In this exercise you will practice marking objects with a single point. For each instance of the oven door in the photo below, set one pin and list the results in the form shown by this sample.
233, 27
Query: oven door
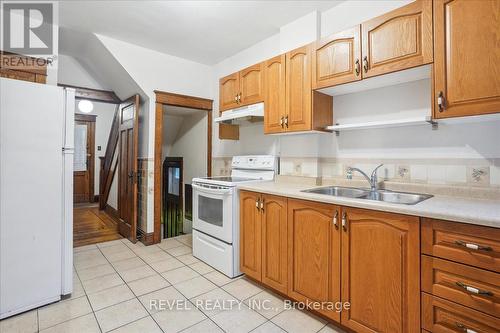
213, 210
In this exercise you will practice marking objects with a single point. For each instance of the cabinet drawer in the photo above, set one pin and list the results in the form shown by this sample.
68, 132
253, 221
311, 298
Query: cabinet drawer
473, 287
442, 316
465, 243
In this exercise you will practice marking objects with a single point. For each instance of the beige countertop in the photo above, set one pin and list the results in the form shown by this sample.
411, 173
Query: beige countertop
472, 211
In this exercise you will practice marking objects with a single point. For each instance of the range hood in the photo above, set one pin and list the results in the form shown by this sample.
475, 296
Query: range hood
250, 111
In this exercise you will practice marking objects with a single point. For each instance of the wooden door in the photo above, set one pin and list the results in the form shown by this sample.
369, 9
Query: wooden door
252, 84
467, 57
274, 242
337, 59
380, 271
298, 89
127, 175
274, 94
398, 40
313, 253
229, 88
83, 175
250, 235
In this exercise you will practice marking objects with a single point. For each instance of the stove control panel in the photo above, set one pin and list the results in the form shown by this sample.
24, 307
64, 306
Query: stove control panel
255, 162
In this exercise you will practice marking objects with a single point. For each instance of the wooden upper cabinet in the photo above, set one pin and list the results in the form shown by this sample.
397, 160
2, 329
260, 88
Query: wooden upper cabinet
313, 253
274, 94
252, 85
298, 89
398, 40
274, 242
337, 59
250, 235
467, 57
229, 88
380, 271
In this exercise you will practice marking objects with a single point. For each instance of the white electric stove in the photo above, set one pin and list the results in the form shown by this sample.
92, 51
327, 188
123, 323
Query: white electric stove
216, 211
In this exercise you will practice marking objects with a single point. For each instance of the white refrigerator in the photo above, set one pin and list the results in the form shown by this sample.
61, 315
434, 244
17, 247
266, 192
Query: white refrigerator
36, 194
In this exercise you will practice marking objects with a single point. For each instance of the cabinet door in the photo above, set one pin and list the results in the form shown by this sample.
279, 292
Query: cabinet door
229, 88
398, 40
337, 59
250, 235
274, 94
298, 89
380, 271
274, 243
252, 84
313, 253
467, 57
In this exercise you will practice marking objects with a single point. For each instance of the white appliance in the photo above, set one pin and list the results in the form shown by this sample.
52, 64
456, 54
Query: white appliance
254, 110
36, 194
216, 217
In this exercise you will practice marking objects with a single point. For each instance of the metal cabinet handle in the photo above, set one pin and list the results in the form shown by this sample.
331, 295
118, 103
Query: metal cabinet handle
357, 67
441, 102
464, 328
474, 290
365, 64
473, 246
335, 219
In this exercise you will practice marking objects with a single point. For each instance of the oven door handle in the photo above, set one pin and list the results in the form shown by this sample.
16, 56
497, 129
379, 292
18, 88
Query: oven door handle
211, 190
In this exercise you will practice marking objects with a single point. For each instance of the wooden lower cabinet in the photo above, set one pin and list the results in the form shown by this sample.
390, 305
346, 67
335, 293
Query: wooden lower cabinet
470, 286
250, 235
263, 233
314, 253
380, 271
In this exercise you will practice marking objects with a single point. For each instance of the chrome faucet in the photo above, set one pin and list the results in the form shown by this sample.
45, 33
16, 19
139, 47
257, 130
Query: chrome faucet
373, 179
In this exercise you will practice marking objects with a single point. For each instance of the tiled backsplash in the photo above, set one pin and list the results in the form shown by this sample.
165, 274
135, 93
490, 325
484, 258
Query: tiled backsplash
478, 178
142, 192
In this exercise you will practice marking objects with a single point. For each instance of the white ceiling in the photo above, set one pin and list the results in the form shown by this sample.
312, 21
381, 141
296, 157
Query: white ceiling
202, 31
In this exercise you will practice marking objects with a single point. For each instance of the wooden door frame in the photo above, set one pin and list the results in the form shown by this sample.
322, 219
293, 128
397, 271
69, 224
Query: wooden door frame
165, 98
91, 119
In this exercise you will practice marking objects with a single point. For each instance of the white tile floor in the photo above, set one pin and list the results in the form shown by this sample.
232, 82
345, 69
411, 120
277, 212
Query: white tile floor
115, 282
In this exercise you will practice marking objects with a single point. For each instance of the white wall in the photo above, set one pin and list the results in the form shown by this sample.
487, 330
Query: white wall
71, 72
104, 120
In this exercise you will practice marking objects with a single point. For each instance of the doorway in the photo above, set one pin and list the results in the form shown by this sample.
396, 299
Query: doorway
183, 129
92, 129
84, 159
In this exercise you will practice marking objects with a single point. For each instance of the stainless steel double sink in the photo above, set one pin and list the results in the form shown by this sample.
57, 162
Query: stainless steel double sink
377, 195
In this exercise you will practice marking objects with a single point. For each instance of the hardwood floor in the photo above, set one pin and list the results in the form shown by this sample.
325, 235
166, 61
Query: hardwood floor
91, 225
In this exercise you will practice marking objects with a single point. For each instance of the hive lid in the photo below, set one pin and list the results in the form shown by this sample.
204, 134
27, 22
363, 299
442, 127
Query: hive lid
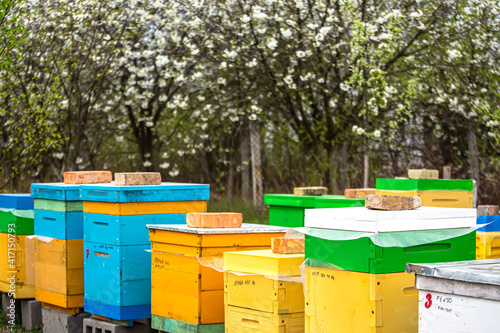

*What is required:*
Can you reproduce all of the records above word for word, leaving the pictures out of your copy?

*Result for this task:*
In this exercise you will practice marking objects with a single point. For each instance of the oven door in the photo below, set one pin and list the results in the form shown by this sample.
233, 27
Query: oven door
213, 210
In this exercise you will practice marking objects with a single point. For each instance of the cabinet drawer in the photo above, set one pin and list the results in the form shown by this sample.
68, 132
253, 221
311, 298
Query: cabinet drawer
473, 287
442, 316
465, 243
In this exercise you will practice marking objects with a single point. For each instance of the beige countertop in the photo above, set one pin and list the results in the form shown by this sample.
411, 173
Query: beige countertop
472, 211
In this exercise you will practice marking objects with a single point. For each instance of the range hood in the photo above, set one pin and list the results in the form shown by this sample.
475, 296
Query: range hood
250, 111
In this exercise you will practice marking objects with a single point. For each instance of the wooden door in the photo above, set one pin and list the results in the form shown by this sample.
369, 9
Query: wooden door
252, 84
467, 57
274, 242
337, 59
380, 271
298, 89
127, 175
274, 94
398, 40
313, 253
229, 88
83, 175
250, 235
In this exercise you will practice marking objects with a single point. For each instance of the stove control panel in the photo above, set one pin and list the results in the form shown by this sample.
24, 307
64, 306
Query: stove control panel
255, 162
In this exercise you will practice marking objects with a single point. For each instance of the wooden upper cabinet in the photo above, set one pin and list the results in the form shown by this sample.
397, 160
2, 329
260, 88
Query: wooden upper cabinet
313, 253
274, 94
252, 85
298, 89
398, 40
274, 242
337, 59
250, 235
467, 57
229, 88
380, 271
In this exercise you will practice marking objects with a single point. For each instance of the white electric stove in the photo above, set one pin and list the results in the form shown by this sample.
92, 51
327, 188
123, 323
Query: white electric stove
216, 211
In this exercise you will practice marking objects with a single point. For each instance of the white refrigerator in the photo above, set one pin and list the results in the form shown by this sample.
61, 315
434, 244
17, 247
266, 192
Query: white refrigerator
36, 194
In this exercise you will practice marking objects with a single point. For each instance of the cabinet door in the photo above, set one pin and list the results in the form shown by this sample.
279, 292
Query: cabinet door
229, 88
398, 40
337, 59
250, 235
274, 94
298, 89
380, 271
274, 243
252, 84
313, 253
467, 57
In this exercise you will practice marking objects with a single point. For each instance of the white appliance in the photo above, set one pin and list the results in the form shown by this sample.
52, 64
456, 54
Query: white appliance
254, 110
36, 194
216, 217
In this exercise you will practice marking objects with a single point. For each instance of the metal cabinet handle in the photo above, set one pin and list the results in the form shown by this sample.
331, 295
118, 103
Query: metal cabinet handle
357, 67
441, 102
464, 328
474, 290
365, 64
473, 246
335, 219
In this exercise you will practice marking objects with a single point. For each instance of the oven door handle in the photo above, set one pin and list the results in the form shown by this sample.
16, 56
497, 129
379, 292
18, 88
Query: oven door handle
211, 190
In this exercise you will practice marking objects with a single point. For each instance of the wooden lower cabinet in the photo above, set one pin and list the results in the form shown by this sample.
390, 305
346, 67
335, 293
Query: wooden lower cabinet
470, 286
250, 235
263, 233
314, 253
380, 271
In this exercise you will practice marking objects with a single point. For each instance of the chrome faucet in the photo above, set one pin and list the results in the form shown by this sample.
45, 33
16, 19
139, 47
257, 130
Query: chrome faucet
373, 179
In this exercise you will practice marking objects with a single point. For each instance of the tiled backsplash in the photo above, set one pin and list the results in the form shown by this sample.
165, 274
135, 93
490, 325
484, 258
Query: tiled backsplash
478, 178
142, 192
In this exercise you will practice marking objects with a single point. For each instance of the white ceiling in the photo above, set one pin and list the results in the form shown by this sample.
312, 21
381, 141
296, 157
Query: white ceiling
202, 31
In this exercise you will practice marking objects with a single point. For each instance of the wooden door frame in the photo above, set one pin and list the results in the form shown by this sample.
322, 219
293, 128
397, 271
69, 224
Query: wooden door frame
165, 98
91, 119
In this exercise you will practice marking objects with a single point. For each instance of the white tile floor in the photo above, set one pin and list the results in the form shown by this sample.
232, 82
345, 69
411, 120
277, 212
Query: white tile floor
115, 282
In this exercise you will practice marking objects with a single point. For each instance of the white wall in the photo above, set one pin and list the results in the form shown by this sample.
487, 330
Query: white wall
71, 72
104, 120
In this exercise you will practice marking objects with a single point. For each instance of the doorway in the photo above, set one pin and list the results in the form shown by this sample.
396, 299
Query: doorway
183, 129
92, 129
84, 159
In this exercise you will practice marking objects with a single point. For each instance of the stainless steel double sink in the photo above, set one pin and list the results in the form shown by this sample.
57, 162
Query: stainless steel double sink
377, 195
In this exercise you will practice marking objects with a single point. For each instance of the hardwood floor in the photo above, set one pin and list the results in the form shown by this sample.
325, 235
166, 61
Query: hardwood floor
91, 225
In this exercise you will practice marking objects with a single point. For each instance of the hive lid in the photo below, set one pin and list the results in the form shown by this sample.
204, 134
27, 22
363, 299
442, 127
Query: hive lid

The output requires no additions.